***** Seitentext
Gegen diesen Bescheid richtet sich die vorliegende, nach Ablehnung ihrer Behandlung durch den Verfassungsgerichtshof dem Verwaltungsgerichtshof abgetretene Beschwerde.
Der Verwaltungsgerichtshof hat erwogen:
§ 5 Abs. 1 AufG lautete:
"§ 5. (1) Eine Bewilligung darf Fremden nicht erteilt werden, bei denen ein Sichtvermerksversagungsgrund (§ 10 Abs. 1 FrG) vorliegt, insbesondere aber, wenn deren Lebensunterhalt oder eine für Inländer ortsübliche Unterkunft in Österreich für die Geltungsdauer der Bewilligung nicht gesichert ist."
§ 10 Abs. 1 Z. 4 und § 19 FrG lauteten:
"§ 10. (1) Die Erteilung eines Sichtvermerkes ist zu versagen, wenn
...
4. der Aufenthalt des Sichtvermerkswerbers die öffentliche Ruhe, Ordnung oder Sicherheit gefährden würde;
§ 19. Würde durch eine Ausweisung gemäß § 17 Abs. 1 oder ein Aufenthaltsverbot in das Privat- oder Familienleben des Fremden eingegriffen, so ist ein solcher Entzug der Aufenthaltsberechtigung nur zulässig, wenn dies zur Erreichung der in Art. 8 Abs. 2 der Konvention zum Schutze der Menschenrechte und Grundfreiheiten genannten Ziele dringend geboten ist."
In der Beschwerde bleibt die erkennbare Annahme der belangten Behörde, daß die vom Beschwerdeführer mit einer österreichischen Staatsbürgerin geschlossene und für nichtig erklärte Ehe ausschließlich zum Zweck der Erlangung fremdenrechtlich bedeutsamer Berechtigungen eingegangen worden sei, unbestritten. Diese Annahme wird auch durch die im Akt befindliche Kopie des Urteiles des Bezirksgerichtes Hernals bestätigt.
**********
***** Datenzeilen
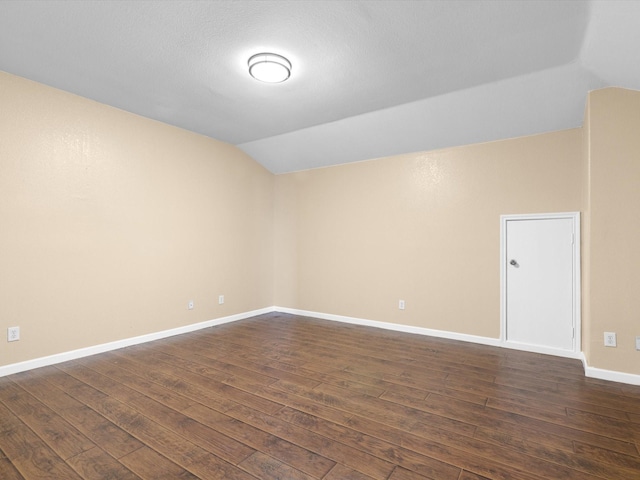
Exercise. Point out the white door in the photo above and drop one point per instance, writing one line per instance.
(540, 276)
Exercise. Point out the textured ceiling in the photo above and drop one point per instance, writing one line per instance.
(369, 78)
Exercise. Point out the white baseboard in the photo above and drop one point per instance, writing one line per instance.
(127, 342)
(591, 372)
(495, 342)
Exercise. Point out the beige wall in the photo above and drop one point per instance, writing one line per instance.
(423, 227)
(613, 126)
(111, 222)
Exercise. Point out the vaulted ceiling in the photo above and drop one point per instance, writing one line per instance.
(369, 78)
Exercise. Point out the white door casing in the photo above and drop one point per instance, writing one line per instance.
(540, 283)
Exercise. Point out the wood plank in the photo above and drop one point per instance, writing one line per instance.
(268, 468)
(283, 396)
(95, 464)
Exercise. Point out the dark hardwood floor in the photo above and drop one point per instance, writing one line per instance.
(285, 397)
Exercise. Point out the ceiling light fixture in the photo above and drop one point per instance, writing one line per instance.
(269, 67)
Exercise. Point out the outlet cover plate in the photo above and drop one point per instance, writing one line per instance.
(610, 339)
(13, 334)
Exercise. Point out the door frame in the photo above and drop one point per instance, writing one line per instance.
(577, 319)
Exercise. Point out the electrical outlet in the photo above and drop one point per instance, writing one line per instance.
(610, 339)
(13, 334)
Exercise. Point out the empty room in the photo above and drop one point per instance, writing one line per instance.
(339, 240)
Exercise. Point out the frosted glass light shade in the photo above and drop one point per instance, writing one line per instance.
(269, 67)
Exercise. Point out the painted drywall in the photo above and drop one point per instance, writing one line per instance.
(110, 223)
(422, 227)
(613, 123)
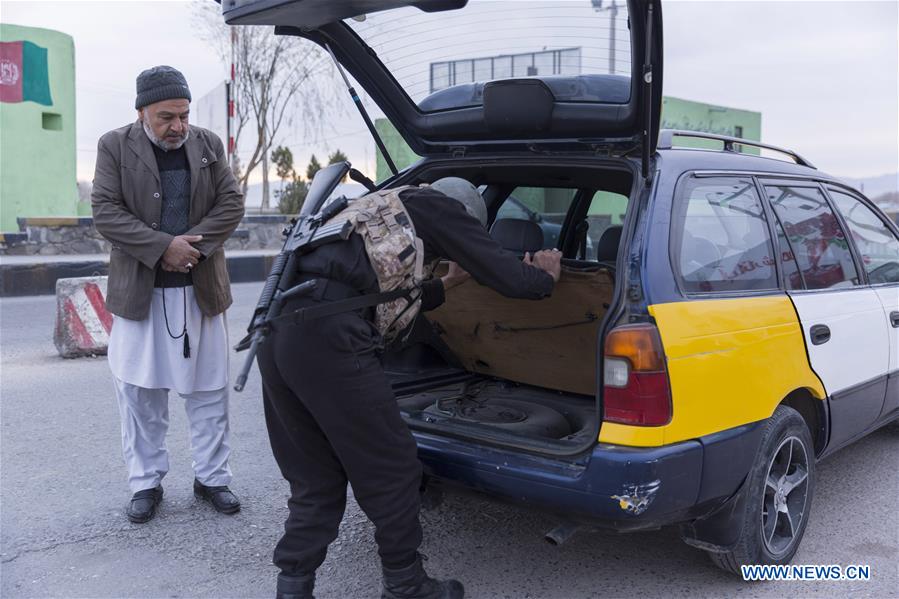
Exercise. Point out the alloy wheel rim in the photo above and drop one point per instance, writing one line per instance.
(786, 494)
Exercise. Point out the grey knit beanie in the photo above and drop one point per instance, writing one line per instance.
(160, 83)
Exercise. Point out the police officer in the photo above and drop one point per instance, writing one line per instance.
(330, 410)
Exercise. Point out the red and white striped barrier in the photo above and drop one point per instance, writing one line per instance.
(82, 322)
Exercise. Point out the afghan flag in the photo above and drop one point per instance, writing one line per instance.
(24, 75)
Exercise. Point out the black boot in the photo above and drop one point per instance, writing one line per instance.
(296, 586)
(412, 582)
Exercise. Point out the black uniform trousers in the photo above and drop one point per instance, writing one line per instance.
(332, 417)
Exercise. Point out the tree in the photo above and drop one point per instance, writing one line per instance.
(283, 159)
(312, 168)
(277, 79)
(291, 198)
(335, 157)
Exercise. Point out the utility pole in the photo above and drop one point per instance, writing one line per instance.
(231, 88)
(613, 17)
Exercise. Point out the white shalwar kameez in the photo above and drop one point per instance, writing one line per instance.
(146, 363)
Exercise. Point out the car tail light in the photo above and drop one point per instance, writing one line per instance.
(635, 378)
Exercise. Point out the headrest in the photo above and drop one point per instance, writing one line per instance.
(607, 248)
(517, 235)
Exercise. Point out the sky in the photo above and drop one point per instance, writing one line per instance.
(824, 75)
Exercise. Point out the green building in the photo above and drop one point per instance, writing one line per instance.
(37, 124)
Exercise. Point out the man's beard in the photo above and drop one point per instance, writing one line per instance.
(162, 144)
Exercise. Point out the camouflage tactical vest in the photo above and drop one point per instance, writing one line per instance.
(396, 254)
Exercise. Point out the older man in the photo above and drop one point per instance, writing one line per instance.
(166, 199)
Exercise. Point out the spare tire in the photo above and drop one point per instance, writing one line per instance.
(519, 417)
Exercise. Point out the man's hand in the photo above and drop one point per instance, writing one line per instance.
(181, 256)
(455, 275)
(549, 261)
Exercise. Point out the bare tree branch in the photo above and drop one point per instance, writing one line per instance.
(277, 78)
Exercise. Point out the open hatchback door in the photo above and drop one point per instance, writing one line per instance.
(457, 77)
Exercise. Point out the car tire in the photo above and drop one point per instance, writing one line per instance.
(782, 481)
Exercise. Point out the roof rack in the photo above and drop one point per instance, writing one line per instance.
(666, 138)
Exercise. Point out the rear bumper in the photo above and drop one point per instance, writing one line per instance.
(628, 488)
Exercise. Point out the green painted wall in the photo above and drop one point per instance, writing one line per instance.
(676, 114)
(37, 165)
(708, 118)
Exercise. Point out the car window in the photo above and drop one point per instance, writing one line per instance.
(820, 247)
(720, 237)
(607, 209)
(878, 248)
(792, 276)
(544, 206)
**********
▶ Kurze Aufgabe
Nehmen Sie die Gerichtsentscheidung zur verweigerten Aufenthaltsbewilligung nach ihrem letzten Satz wieder auf und schreiben Sie sie weiter. Die Einträge haben hiermit nichts zu tun.

▶ Antwort zur Übung
Nach ständiger Rechtsprechung des Verwaltungsgerichtshofes stellt eine Eheschließung ausschließlich zwecks Beschaffung fremdenrechtlich bedeutsamer Berechtigungen einen Rechtsmißbrauch und solcher Art ein Verhalten dar, welches den Schluß rechtfertigt, daß der (weitere) Aufenthalt des Fremden die öffentliche Ordnung gefährden würde (vgl. das hg. Erkenntnis vom 14. Dezember 1995, Zl. 95/19/1346). Daß aber im Beschwerdefall eine rechtsmißbräuchliche Eingehung der Ehe als erwiesen und deshalb der Tatbestand des § 10 Abs. 1 Z. 4 FrG in Ansehung der Gefährdung der öffentlichen Ordnung als verwirklicht anzusehen sei, wurde in der Begründung des angefochtenen Bescheides zutreffend und mit hinlänglicher Deutlichkeit zum Ausdruck gebracht.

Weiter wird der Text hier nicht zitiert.